Excerpt to read —
(begin)

Research talk:Quality dynamics of English Wikipedia/Work log/2017-02-17

From Meta, a Wikimedia project coordination wiki

Friday, February 17, 2017[edit]

Hey folks. Today I'm going to generate some monthly datasets for a few WikiProjects

  • WikiProject Chicago
  • WikiProject Michigan
  • WikiProject Oregon

So, my past queries assumed that only one template was used. This isn't true. There are many redirected template names that can be included on talk pages. For example, Military history has a lot.

> select page.page_title from pagelinks INNER JOIN page ON page_id = pl_from WHERE pl_namespace = 10 and pl_title = "WikiProject_Military_history" AND pl_from_namespace = 10 AND page.page_is_redirect;
+------------------------------+
| page_title                   |
+------------------------------+
| WikiProject_Military_History |
| WPCAS                        |
| WikiProject_Colditz          |
| MILHIST                      |
| Milhist                      |
| WP_Military_History          |
| WikiProject_MILHIST          |
| WikiProject_War              |
| WP_Military_history          |
| WPMILHIST                    |
| WPMilhist                    |
| MilHist                      |
| Mil_Hist                     |
| WPMH                         |
| WP_Mil                       |
| Military_history             |
| WPMIL                        |
+------------------------------+
17 rows in set (0.00 sec)

So in order to account for that, I'm going to change the querying strategy to pull in all of these templates too.

(end)

Instructions —
1. For each of the statements (a), (b) and (c) below, decide whether the work log agrees with it. Answer yes or no, and quote the words from the work log that decide it.
(a) The earlier queries assumed that only a single template was used.
(b) The author plans to keep querying for only the main template.
(c) Military history is given as an example of a project with many redirected template names.
2. Duplicate the part of the work log between "From Meta, a" and "history has a lot.", inclusive.

Material —
(begin)

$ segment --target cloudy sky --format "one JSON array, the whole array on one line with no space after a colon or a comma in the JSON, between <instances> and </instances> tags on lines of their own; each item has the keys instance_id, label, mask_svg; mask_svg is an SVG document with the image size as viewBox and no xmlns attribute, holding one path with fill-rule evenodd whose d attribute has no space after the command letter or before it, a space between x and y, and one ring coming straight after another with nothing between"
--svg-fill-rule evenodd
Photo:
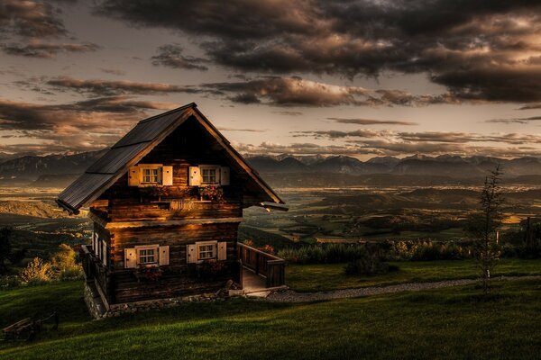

(end)
(begin)

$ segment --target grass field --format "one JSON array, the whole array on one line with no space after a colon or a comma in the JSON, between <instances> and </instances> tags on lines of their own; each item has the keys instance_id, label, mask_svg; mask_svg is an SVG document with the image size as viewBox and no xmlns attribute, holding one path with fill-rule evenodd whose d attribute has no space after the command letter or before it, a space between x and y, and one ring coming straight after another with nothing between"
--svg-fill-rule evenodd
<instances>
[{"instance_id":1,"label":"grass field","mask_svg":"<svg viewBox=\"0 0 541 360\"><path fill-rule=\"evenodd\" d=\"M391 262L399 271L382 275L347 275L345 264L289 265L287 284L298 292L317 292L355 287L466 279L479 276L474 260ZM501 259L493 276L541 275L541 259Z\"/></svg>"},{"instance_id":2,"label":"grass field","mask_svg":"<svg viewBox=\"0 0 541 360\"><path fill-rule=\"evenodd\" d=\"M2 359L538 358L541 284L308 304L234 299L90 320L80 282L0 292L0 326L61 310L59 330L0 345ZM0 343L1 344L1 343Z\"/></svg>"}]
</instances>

(end)

Expected results —
1.
(a) Yes: "my past queries assumed that only one template was used."
(b) No: "I'm going to change the querying strategy to pull in all of these templates too."
(c) Yes: "For example, Military history has a lot."

2.
From Meta, a Wikimedia project coordination wiki

Friday, February 17, 2017[edit]

Hey folks. Today I'm going to generate some monthly datasets for a few WikiProjects

  • WikiProject Chicago
  • WikiProject Michigan
  • WikiProject Oregon

So, my past queries assumed that only one template was used. This isn't true. There are many redirected template names that can be included on talk pages. For example, Military history has a lot.